* Written problem *
From the line containing "[locate] blue sky" through the last line of the entries, output the text exactly. Pictures stay out.

* Given records *

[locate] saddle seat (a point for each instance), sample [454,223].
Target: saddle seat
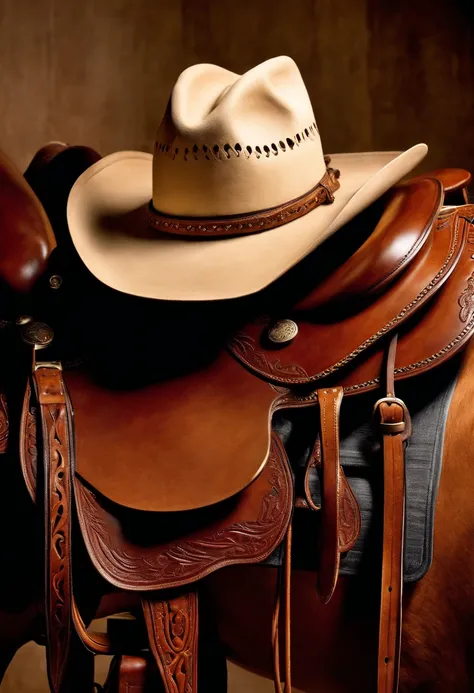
[160,432]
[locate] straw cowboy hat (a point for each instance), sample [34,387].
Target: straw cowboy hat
[236,193]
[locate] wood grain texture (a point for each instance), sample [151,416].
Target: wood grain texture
[381,75]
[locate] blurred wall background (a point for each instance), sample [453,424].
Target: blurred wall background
[381,74]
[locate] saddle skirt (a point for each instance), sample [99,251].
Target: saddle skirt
[155,420]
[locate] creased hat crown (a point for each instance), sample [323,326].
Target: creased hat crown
[234,144]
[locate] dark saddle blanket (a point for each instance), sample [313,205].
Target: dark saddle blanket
[428,400]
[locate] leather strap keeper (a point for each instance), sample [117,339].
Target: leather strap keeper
[255,222]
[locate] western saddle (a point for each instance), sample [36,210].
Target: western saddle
[152,422]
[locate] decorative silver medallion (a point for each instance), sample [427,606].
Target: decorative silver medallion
[23,319]
[283,332]
[55,281]
[38,334]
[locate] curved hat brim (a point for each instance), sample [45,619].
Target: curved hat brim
[108,221]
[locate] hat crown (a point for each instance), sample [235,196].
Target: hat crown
[232,144]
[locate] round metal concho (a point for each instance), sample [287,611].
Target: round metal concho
[55,281]
[283,332]
[23,319]
[37,334]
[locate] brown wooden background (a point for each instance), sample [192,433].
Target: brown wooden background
[382,74]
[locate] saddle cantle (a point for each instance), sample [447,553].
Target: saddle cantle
[157,423]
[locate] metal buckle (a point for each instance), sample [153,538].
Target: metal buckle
[392,428]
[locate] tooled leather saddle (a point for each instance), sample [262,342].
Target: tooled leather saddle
[152,422]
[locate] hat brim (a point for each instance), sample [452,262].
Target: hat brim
[108,221]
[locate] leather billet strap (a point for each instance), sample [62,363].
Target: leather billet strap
[254,222]
[394,426]
[172,624]
[56,417]
[329,400]
[283,594]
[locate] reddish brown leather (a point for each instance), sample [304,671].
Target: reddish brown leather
[436,334]
[254,222]
[392,553]
[224,415]
[326,343]
[349,511]
[4,424]
[452,179]
[152,551]
[330,400]
[172,625]
[57,465]
[404,226]
[26,238]
[132,674]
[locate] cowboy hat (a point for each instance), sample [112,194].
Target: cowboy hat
[238,189]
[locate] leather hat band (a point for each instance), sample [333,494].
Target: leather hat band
[255,222]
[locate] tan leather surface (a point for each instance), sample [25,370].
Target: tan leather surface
[26,238]
[404,226]
[182,444]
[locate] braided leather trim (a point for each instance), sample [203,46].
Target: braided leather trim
[255,222]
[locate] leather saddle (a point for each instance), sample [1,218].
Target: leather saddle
[154,420]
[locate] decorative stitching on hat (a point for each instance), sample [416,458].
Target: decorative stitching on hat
[227,151]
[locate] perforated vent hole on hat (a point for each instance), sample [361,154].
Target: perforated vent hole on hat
[225,152]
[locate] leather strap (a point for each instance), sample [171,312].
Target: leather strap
[283,594]
[254,222]
[57,465]
[329,407]
[172,625]
[395,427]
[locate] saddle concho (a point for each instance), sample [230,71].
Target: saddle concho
[164,447]
[120,522]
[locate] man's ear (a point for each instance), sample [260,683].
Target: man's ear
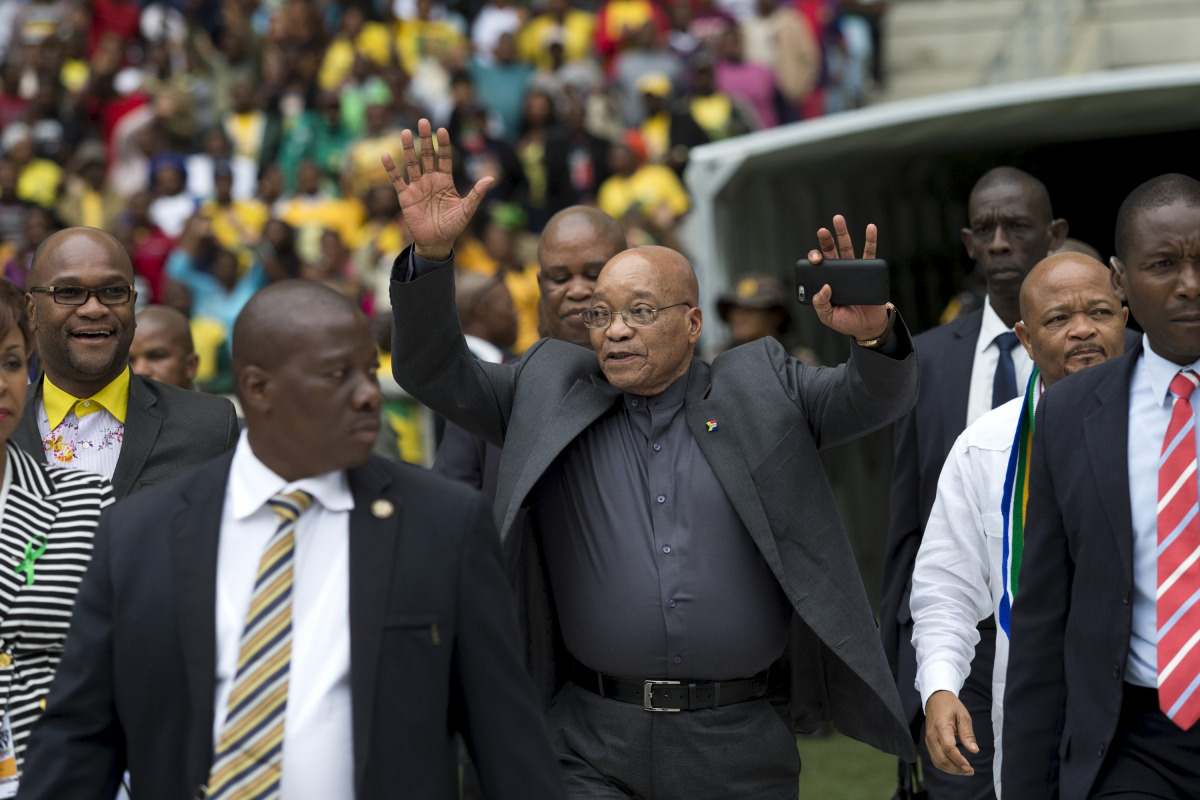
[253,389]
[1116,276]
[966,242]
[1025,336]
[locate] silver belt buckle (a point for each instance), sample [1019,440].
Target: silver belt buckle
[648,695]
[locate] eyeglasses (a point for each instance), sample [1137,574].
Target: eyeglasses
[637,317]
[79,295]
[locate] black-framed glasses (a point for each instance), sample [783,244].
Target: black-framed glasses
[79,295]
[637,317]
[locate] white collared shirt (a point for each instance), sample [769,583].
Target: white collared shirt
[958,577]
[1150,413]
[318,756]
[983,371]
[91,441]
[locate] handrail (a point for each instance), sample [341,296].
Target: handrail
[1039,43]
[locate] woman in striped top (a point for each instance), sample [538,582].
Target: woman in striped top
[47,519]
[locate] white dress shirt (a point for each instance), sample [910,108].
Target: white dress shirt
[983,371]
[1150,413]
[91,441]
[318,758]
[958,578]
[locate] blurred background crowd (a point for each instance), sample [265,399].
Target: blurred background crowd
[233,143]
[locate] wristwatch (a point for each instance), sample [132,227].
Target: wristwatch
[887,331]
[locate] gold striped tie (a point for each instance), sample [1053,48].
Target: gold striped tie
[249,759]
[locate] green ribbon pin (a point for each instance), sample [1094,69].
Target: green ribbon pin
[31,554]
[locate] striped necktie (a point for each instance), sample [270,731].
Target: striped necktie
[249,759]
[1179,575]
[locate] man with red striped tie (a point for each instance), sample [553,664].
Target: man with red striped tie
[1103,693]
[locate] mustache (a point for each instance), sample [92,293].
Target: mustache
[1086,347]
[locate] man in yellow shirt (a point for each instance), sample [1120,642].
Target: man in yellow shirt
[573,28]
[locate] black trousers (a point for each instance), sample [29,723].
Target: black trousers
[618,751]
[976,695]
[1151,758]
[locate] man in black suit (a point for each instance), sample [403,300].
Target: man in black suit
[1101,699]
[390,630]
[967,367]
[89,411]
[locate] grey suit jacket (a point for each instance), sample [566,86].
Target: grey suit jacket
[773,415]
[167,431]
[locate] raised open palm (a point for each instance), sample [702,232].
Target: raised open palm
[435,211]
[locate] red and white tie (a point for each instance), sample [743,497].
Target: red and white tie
[1179,572]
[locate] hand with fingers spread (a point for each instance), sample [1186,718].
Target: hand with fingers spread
[947,720]
[861,322]
[435,211]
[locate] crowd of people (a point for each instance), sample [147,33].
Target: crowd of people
[646,591]
[229,145]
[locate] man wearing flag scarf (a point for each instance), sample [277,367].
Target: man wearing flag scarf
[970,558]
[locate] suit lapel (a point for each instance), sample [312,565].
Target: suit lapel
[375,534]
[725,458]
[196,534]
[1107,438]
[955,379]
[27,515]
[582,405]
[142,425]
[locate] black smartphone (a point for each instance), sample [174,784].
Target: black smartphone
[855,281]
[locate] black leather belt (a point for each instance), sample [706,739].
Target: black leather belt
[671,695]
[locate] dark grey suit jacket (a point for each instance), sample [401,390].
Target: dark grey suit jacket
[167,432]
[773,415]
[433,649]
[1073,617]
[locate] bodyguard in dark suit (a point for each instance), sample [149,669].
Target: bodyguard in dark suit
[967,367]
[89,411]
[1103,672]
[375,626]
[688,527]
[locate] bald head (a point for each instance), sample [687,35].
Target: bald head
[305,368]
[582,223]
[162,347]
[77,240]
[1035,191]
[1071,318]
[646,354]
[268,326]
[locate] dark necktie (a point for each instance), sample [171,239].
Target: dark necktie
[1003,385]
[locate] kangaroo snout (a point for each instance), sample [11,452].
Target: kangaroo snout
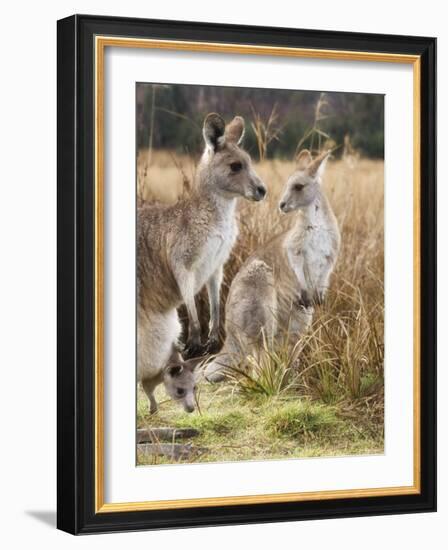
[284,207]
[260,192]
[188,407]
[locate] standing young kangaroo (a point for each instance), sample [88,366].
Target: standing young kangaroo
[181,248]
[277,286]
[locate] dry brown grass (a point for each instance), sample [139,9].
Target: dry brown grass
[342,357]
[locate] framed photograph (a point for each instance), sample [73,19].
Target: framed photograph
[246,274]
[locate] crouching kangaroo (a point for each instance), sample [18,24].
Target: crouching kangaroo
[277,287]
[181,248]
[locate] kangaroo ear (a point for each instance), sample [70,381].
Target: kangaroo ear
[317,167]
[174,370]
[303,159]
[235,130]
[213,130]
[194,362]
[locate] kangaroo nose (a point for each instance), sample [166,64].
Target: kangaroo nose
[261,192]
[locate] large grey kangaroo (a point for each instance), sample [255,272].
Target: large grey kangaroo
[181,248]
[277,287]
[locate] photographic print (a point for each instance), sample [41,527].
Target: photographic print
[260,274]
[246,263]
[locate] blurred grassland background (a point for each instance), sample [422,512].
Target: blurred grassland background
[328,400]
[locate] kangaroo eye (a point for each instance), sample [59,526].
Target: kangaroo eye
[236,166]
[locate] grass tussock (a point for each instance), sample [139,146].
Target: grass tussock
[300,418]
[326,397]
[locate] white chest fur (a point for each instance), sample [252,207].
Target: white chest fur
[216,249]
[310,251]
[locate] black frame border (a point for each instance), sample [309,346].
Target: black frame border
[75,272]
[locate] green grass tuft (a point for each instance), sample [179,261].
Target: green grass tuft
[216,422]
[301,418]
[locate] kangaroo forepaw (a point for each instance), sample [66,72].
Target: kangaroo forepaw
[193,349]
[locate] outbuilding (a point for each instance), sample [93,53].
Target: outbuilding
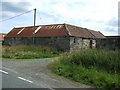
[60,36]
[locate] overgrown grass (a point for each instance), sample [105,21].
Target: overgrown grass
[28,52]
[93,67]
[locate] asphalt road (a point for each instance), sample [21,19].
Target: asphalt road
[13,80]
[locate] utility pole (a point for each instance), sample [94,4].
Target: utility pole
[34,25]
[34,16]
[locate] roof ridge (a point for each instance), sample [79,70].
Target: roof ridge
[67,30]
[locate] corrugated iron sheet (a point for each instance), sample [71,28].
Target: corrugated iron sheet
[51,30]
[54,30]
[79,32]
[97,34]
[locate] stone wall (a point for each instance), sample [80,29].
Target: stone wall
[109,43]
[63,43]
[75,43]
[88,43]
[18,41]
[60,43]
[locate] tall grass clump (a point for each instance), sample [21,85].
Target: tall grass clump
[107,60]
[28,52]
[99,68]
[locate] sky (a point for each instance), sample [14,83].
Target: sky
[98,15]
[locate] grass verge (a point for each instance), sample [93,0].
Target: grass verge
[92,67]
[28,52]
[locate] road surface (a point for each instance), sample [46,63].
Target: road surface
[13,80]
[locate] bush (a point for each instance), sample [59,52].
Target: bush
[92,67]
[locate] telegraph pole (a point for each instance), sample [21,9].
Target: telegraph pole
[34,16]
[34,25]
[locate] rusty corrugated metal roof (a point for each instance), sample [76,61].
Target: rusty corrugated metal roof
[79,32]
[53,30]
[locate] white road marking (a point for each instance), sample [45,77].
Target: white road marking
[25,79]
[4,72]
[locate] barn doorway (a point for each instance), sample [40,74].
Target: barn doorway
[91,43]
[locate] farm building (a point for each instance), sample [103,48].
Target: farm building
[2,38]
[60,36]
[109,43]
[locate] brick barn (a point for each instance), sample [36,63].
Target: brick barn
[60,36]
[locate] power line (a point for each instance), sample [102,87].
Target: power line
[16,16]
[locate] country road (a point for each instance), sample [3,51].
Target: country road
[13,80]
[33,74]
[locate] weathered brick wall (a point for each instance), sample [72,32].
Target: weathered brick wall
[18,41]
[60,43]
[85,44]
[109,43]
[88,43]
[75,43]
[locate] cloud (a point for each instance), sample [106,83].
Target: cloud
[19,7]
[10,9]
[113,22]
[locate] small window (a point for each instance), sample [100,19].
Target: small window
[74,40]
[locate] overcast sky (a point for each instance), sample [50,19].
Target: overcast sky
[99,15]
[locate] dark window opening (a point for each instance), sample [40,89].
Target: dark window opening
[74,40]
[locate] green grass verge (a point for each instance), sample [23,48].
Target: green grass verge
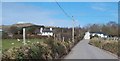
[7,43]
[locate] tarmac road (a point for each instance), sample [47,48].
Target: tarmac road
[85,51]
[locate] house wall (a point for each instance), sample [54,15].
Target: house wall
[47,34]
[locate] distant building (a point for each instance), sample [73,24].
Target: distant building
[99,34]
[87,35]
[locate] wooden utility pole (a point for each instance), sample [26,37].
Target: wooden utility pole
[73,30]
[24,42]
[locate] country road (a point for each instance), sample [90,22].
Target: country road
[85,51]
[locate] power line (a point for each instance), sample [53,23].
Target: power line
[63,10]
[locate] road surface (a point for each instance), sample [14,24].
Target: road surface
[85,51]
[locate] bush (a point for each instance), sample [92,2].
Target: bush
[50,49]
[111,46]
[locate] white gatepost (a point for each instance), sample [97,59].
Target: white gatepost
[24,42]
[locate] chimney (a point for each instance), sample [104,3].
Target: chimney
[50,29]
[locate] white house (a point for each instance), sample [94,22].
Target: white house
[46,32]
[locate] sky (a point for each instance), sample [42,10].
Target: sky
[49,14]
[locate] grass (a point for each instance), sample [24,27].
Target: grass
[108,45]
[7,43]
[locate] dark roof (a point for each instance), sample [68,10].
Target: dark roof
[47,30]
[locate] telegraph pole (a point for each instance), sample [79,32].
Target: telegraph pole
[24,36]
[73,30]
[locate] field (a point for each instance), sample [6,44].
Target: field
[8,43]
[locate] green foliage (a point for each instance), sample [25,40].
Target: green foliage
[50,49]
[108,45]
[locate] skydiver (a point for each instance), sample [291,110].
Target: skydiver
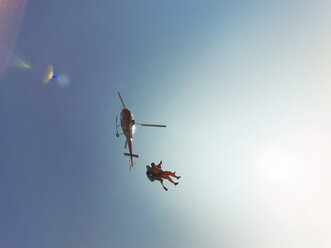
[154,172]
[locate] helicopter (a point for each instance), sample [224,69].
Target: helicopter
[128,125]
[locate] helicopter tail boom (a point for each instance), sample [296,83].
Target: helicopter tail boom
[133,155]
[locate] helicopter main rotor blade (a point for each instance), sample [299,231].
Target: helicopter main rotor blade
[150,125]
[119,95]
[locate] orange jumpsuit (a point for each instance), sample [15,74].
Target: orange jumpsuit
[164,174]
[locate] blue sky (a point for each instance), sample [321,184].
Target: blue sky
[243,89]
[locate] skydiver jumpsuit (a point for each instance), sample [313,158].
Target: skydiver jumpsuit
[164,174]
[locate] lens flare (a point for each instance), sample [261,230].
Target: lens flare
[62,80]
[49,74]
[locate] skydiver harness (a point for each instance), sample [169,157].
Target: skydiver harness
[152,176]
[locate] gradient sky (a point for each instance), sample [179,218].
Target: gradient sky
[244,88]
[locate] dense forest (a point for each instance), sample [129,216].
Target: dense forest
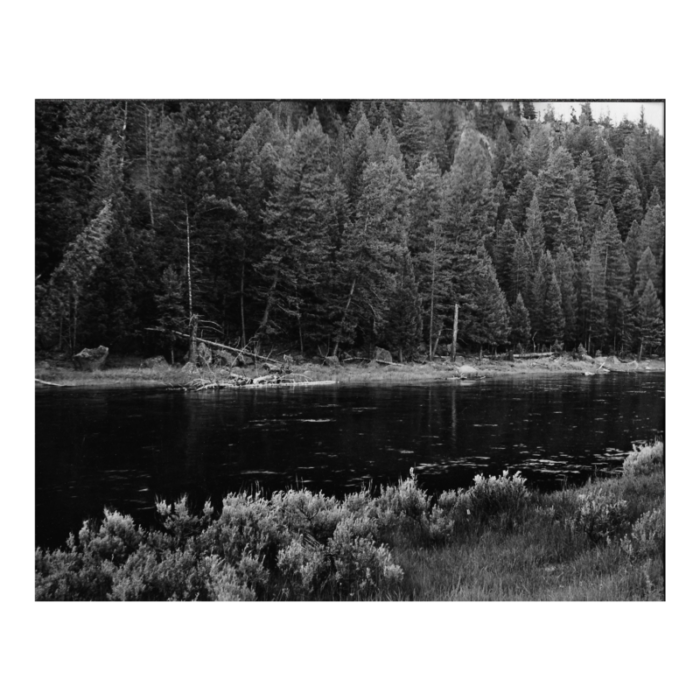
[316,227]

* Answer to this problem *
[locate] blue sky (a point for each instance), sample [321,184].
Target: blue sky
[243,89]
[locate] skydiver jumpsuit (a point for each instance), sample [313,158].
Target: skydiver jumpsuit
[164,174]
[locate] lens flare (a point for each instance), sample [261,230].
Target: lens flare
[62,80]
[49,74]
[locate] skydiver harness (a point for each instance), sample [169,157].
Target: skydiver harness
[152,176]
[locate] gradient sky (a point for each instance), sample [179,218].
Target: gradient sky
[244,88]
[locate] dense forest (a point for each instance), sample [129,216].
Target: dense forest
[316,227]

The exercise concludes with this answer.